Point-based annotation data
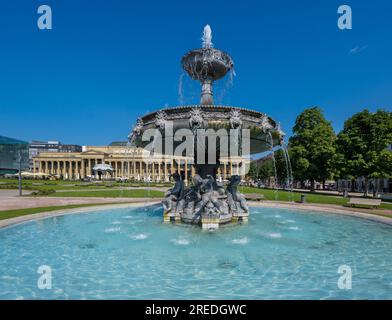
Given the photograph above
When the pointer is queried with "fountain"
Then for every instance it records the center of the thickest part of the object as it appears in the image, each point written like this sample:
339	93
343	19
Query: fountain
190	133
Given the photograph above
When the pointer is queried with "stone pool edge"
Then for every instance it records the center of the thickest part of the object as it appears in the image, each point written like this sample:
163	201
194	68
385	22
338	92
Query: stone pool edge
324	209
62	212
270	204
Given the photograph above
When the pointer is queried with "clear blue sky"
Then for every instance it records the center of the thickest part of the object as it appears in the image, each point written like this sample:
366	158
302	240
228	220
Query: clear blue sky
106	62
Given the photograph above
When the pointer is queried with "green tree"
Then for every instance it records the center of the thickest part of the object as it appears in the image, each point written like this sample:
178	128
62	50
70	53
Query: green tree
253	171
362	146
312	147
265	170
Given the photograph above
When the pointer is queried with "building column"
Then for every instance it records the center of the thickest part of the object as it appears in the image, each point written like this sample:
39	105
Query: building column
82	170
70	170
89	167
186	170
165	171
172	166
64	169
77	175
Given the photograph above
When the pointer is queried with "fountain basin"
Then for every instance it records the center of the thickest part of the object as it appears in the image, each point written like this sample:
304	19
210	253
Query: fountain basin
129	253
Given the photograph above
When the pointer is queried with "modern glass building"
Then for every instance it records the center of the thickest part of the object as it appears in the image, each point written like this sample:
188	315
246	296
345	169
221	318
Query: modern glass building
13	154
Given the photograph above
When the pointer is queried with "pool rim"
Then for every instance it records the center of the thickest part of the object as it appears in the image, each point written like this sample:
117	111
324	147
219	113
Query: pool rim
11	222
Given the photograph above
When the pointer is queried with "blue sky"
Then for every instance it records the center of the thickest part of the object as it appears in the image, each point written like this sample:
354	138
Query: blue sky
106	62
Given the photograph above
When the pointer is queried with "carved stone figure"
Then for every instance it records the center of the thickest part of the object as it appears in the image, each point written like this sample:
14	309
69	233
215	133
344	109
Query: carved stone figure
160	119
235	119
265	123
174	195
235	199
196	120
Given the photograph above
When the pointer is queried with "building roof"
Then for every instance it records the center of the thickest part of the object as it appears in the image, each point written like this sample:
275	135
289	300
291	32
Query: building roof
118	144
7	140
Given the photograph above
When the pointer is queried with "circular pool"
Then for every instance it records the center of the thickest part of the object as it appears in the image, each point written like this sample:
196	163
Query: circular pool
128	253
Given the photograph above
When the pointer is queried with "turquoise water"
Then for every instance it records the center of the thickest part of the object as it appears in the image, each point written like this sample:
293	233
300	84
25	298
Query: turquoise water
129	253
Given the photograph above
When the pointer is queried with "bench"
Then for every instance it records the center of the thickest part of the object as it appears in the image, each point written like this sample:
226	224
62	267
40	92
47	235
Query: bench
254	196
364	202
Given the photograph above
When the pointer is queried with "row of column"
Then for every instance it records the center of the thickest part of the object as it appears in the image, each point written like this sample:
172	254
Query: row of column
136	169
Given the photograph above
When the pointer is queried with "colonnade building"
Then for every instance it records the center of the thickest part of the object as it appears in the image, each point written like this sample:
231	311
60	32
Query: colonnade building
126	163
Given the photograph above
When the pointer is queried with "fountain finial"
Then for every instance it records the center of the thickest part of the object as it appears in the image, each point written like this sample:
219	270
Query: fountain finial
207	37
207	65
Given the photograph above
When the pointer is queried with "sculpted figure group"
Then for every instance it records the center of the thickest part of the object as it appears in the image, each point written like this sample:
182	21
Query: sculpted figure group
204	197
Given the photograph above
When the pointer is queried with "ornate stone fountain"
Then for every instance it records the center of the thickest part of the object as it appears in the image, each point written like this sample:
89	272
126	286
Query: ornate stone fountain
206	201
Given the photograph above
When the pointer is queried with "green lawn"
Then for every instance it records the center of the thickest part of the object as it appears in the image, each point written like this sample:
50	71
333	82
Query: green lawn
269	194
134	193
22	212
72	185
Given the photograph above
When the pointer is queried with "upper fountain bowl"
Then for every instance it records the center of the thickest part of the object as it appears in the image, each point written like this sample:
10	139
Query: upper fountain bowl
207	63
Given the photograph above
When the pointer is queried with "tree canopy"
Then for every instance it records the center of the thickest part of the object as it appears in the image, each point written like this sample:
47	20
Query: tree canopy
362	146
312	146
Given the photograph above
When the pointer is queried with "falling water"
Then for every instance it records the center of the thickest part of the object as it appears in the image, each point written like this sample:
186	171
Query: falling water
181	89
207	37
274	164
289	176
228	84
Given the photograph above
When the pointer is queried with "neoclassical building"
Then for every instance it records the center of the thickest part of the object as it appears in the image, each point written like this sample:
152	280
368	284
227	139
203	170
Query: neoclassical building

== THE PROBLEM ==
Write the records out once more, exactly as they appear, with no pictures.

== THE COMPLETED TASK ==
Given the photograph above
When the pointer is queried with "fountain"
Then for every instance it records the center of the thickest part of the object as it appears in the image, each point written like this sample:
339	93
343	19
Query: fountain
190	133
Given the photograph above
When the pointer is queried with "stone pool edge"
Then for every instance it records the center of the thickest part of the object as it appears in the image, each point written like this sample:
163	201
194	68
385	22
338	92
Query: stone pool edge
324	209
62	212
270	204
Given the photograph above
When the pointer is queried with "clear blue sky"
Then for every instance it records the center of the thickest part of the object as it appears in the image, each point written like this sample:
366	158
302	240
228	220
Query: clear blue sky
106	62
Given the photograph above
When the pointer is queried with "green tree"
Then for every instance it records the center of the thickest part of the object as it appears in the image, each point written like this sample:
178	128
62	50
70	53
Query: green tree
253	171
362	146
312	147
265	170
Given the photograph above
When the pointer is queried with "building column"
Then for every instance it records the center of the thickest part of the object as it appears in the image, each point written like this sample:
39	105
Query: building column
82	170
70	170
89	167
186	170
165	171
172	166
64	169
77	175
Given the photograph above
When the pointer is queried with "fountain basin"
Then for every instance it records the center of the thickest part of the object as it appears in the image, each point written like this sample:
304	19
210	253
Query: fountain basin
129	253
Given the photograph above
When the pointer is queried with "modern glass building"
Then for every instance it records the center of the thickest part of the object as it appears in the image, each point written like this sample:
188	315
246	296
345	169
221	318
Query: modern glass building
13	154
Given the photograph above
When the pointer is queried with "pool rim"
Then for every instance it records the center of the thickest part of the object as it appears in the image, each point written like this sample:
117	111
324	147
219	113
Query: pool rim
11	222
Given the photograph above
When the pointer is queried with "blue sky"
Then for every instance it records the center of the thickest part of the object as it appears in the image, each point written like this sample:
354	138
Query: blue sky
106	62
Given the photograph above
When the pointer is queried with "carved stone figure"
Then for every instance it records the center of the thickest part of the object as it appears in the image, each point written like this sample:
14	309
69	233
215	133
344	109
Query: carved stone figure
160	119
235	119
265	123
174	195
235	199
196	120
Given the photograph above
When the pointer is queried with "building roof"
Then for every instance it records the center of the thickest part of the object as it appears in the image, each point written like this sample:
275	135
289	300
291	32
Query: building roof
118	144
7	140
Given the photograph above
When the pointer is queried with "circular pool"
Then for every instance it records the center of the thickest part of the object as it appears in the image, each point written like this sample:
196	163
Query: circular pool
128	253
Given the photograph above
When the pointer is queried with "turquoise water"
Then for every instance it records the center of the thickest part of the object as it appears in the image, each point written like this sample:
293	233
300	84
25	298
Query: turquoise water
129	253
Given the photograph above
When the pointer is queried with "bench"
Then for every instance it records the center of the thickest part of the object as it appears in the image, each point written like this sample:
226	224
62	267
40	92
47	235
Query: bench
254	196
364	202
Given the photograph above
When the pointer is queried with "row of column"
Then for every instance it records the center of the thickest part of the object as it appears in the image, each point written like this sample:
172	254
Query: row of column
136	169
Given the photograph above
When the pointer is queried with "colonnade building"
Then for every instance it records the center of the thickest part of the object as it appears in the image, each point written like this sample:
231	311
60	32
Query: colonnade building
126	163
Given the photograph above
When the pointer is queried with "fountain finial"
Then for every instance it records the center of the thickest part of the object as it appears in the image, each point written like this sample:
219	270
Query: fountain finial
207	37
207	65
Given the photograph above
When the pointer is queried with "sculpted figure group"
Then for every instance it records the center of the thickest part of the object as it appears in the image, each point written like this sample:
182	21
Query: sculpted figure group
204	197
Given the photograph above
When the pointer is queried with "ornate stone fountain"
Then for every instance it records the center of the thickest part of the object as it appears in the image, each point written like this sample:
89	272
126	286
Query: ornate stone fountain
206	201
Given the photograph above
When the pointer is queried with "green lawn"
Then for every instance it records the center of the thickest part of the object as it appears in the image, each point written like this sample:
50	71
333	82
Query: green lawn
269	194
134	193
22	212
72	185
Given the photograph above
When the pointer is queried with "upper fountain bowl"
Then for every instance it records the center of the thickest part of the object as it appears in the image, each point written like this sample:
10	139
Query: upper fountain bowl
207	63
Given the photograph above
When the pointer is queried with "tree canopy"
Then for every instance it records the center of the thickest part of the object as it appears in the image, each point written like this sample:
47	20
Query: tree canopy
362	146
312	146
Given the photograph above
When the pointer is queried with "falling water"
Then for every instance it records the center of the thickest part of the object as it appears in the image, each point written like this sample:
186	171
Query: falling water
181	89
207	37
274	164
289	176
228	84
Given the photograph above
When the pointer is queried with "neoclassical building"
Then for every instance it records the center of the thickest part of the object as it appears in the image, each point written like this sample:
152	280
368	284
227	139
203	170
Query: neoclassical building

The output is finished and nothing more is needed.